Requirements >> Your task is to return the span of lines beginning at the one with "Teacher note to the class: pick out the white soap" and ending at the last line of the data, exactly as it stands.

##### Rows #####

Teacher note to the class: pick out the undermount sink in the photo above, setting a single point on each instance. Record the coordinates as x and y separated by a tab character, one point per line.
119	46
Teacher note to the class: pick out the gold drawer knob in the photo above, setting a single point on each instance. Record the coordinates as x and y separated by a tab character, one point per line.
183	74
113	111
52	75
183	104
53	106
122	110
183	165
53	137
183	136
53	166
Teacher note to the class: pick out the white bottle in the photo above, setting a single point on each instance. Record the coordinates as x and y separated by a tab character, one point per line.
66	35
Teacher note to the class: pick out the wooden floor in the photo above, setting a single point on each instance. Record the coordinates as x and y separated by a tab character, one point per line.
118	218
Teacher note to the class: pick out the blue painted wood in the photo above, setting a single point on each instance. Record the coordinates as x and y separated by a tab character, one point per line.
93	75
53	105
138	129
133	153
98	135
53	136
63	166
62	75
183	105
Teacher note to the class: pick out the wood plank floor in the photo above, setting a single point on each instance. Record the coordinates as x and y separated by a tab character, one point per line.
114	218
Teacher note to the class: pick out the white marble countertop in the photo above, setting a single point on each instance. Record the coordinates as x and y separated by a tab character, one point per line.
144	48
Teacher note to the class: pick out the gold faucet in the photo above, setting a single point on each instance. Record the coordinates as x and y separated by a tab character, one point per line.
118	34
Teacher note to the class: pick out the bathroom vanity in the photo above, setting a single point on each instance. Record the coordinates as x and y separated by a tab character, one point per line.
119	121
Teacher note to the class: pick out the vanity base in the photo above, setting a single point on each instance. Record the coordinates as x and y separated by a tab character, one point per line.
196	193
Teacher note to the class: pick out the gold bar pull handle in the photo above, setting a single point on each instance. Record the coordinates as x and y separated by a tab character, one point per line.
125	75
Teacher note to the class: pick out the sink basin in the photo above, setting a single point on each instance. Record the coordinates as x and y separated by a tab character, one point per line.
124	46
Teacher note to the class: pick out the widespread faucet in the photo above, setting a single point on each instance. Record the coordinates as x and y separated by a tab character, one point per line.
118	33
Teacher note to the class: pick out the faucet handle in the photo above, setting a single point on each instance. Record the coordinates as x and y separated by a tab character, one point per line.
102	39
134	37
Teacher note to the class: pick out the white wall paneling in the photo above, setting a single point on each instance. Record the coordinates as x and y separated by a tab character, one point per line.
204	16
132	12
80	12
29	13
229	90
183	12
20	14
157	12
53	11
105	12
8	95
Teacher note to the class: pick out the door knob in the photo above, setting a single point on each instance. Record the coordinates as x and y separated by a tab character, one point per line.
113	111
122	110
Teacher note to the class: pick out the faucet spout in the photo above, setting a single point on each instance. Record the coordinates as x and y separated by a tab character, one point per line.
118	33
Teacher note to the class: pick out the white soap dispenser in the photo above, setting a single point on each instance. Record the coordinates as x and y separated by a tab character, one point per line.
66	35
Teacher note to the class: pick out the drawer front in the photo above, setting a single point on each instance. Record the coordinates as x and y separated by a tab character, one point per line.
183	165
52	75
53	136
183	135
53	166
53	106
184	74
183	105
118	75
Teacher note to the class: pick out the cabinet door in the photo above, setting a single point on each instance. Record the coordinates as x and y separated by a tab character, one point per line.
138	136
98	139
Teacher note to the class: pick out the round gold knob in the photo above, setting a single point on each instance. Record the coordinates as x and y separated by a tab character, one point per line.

#####

Response for this exercise >>
Teacher note to the class: pick out the white soap dispenser in the photo above, setting a single point on each instance. Record the coordinates as x and y separated by a tab character, one point per line.
66	35
Teacher note to the class: pick out the drawer front in the photo above, setting a single point on each instance. Record the coordinates as x and y separated by a tab character, one point per line.
183	165
52	75
53	136
183	135
53	166
53	106
184	74
183	105
118	75
Teacher note to the class: pick out the cabinet door in the photo above, setting a single point on each instance. Record the coordinates as x and y separated by a tab character, one point per line.
138	136
98	139
Teacher note to the class: pick out the round gold knob in the photo above, setting a single point on each instance. Record the coordinates as x and y separated by a tab character, one point per line.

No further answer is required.